Given text.
——————————

The press has at last caught a whiff of failure -- potentially a catastrophic failure. The Feb. 4 hearings on the FAA blew the whistle so loudly that the public actually heard a distant sound. This is the first major breakthrough in public awareness in the United States.
The fear will accelerate as more and more reports like this get published in official places.
This long, detailed statement was by Kenneth M. Mead, Inspector General, U.S. Department of Transportation. This is his testimony before the Subcommittee on Technology, Committee on Science, and the Subcommittee on Government Management, Information and Technology, Committee on Government Reform and Oversight, House of Representatives (Feb 4).
He says that the FAA is not finished with its assessment. The
California White Paper says that awareness is 1% of a y2k repair task, inventory is 1%, and assessment is 5%. This gives some indication of just how far behind the FAA is.
As you read this testimony, keep asking yourself, "How can this repair be made on time, given the late beginning and the enormous complexity of the task?"
Ask also: "If IBM says its outdated FAA computers can't be fixed, can they be fixed?"

——————————

Data lines.
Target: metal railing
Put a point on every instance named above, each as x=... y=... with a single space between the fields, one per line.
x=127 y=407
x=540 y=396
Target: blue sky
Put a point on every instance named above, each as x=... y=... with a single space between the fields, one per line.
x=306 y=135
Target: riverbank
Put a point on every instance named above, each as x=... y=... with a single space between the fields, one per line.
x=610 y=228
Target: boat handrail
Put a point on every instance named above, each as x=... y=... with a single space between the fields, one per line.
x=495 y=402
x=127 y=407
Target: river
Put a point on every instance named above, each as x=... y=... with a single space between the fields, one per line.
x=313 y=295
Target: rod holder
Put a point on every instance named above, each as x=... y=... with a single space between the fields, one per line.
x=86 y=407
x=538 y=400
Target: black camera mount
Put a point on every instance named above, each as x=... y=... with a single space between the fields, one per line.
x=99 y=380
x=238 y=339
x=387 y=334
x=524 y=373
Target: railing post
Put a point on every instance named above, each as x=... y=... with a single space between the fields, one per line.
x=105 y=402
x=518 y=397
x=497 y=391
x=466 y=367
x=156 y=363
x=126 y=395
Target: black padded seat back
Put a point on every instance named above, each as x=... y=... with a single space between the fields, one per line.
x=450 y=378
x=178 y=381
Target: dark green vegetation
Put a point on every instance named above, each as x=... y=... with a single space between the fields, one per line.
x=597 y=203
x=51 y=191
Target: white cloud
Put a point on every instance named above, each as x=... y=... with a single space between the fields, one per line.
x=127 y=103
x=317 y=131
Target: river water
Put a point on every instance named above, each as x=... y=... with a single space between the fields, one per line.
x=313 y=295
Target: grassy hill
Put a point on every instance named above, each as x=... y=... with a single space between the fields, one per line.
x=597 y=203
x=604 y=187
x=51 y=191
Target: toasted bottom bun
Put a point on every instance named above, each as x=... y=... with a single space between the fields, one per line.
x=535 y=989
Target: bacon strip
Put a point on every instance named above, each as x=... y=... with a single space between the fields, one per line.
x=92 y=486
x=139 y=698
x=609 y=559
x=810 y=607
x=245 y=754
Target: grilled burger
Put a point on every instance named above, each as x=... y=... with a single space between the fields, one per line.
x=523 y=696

——————————

Goals.
**a)** According to the Y2K commentary, who gave the testimony before the House subcommittees on Feb. 4?
**b)** Retype the part of the Y2K commentary starting at "The press has" and ending at "Representatives (Feb 4).".

Responses in order.
**a)** Kenneth M. Mead, Inspector General of the U.S. Department of Transportation.

**b)**
The press has at last caught a whiff of failure -- potentially a catastrophic failure. The Feb. 4 hearings on the FAA blew the whistle so loudly that the public actually heard a distant sound. This is the first major breakthrough in public awareness in the United States.
The fear will accelerate as more and more reports like this get published in official places.
This long, detailed statement was by Kenneth M. Mead, Inspector General, U.S. Department of Transportation. This is his testimony before the Subcommittee on Technology, Committee on Science, and the Subcommittee on Government Management, Information and Technology, Committee on Government Reform and Oversight, House of Representatives (Feb 4).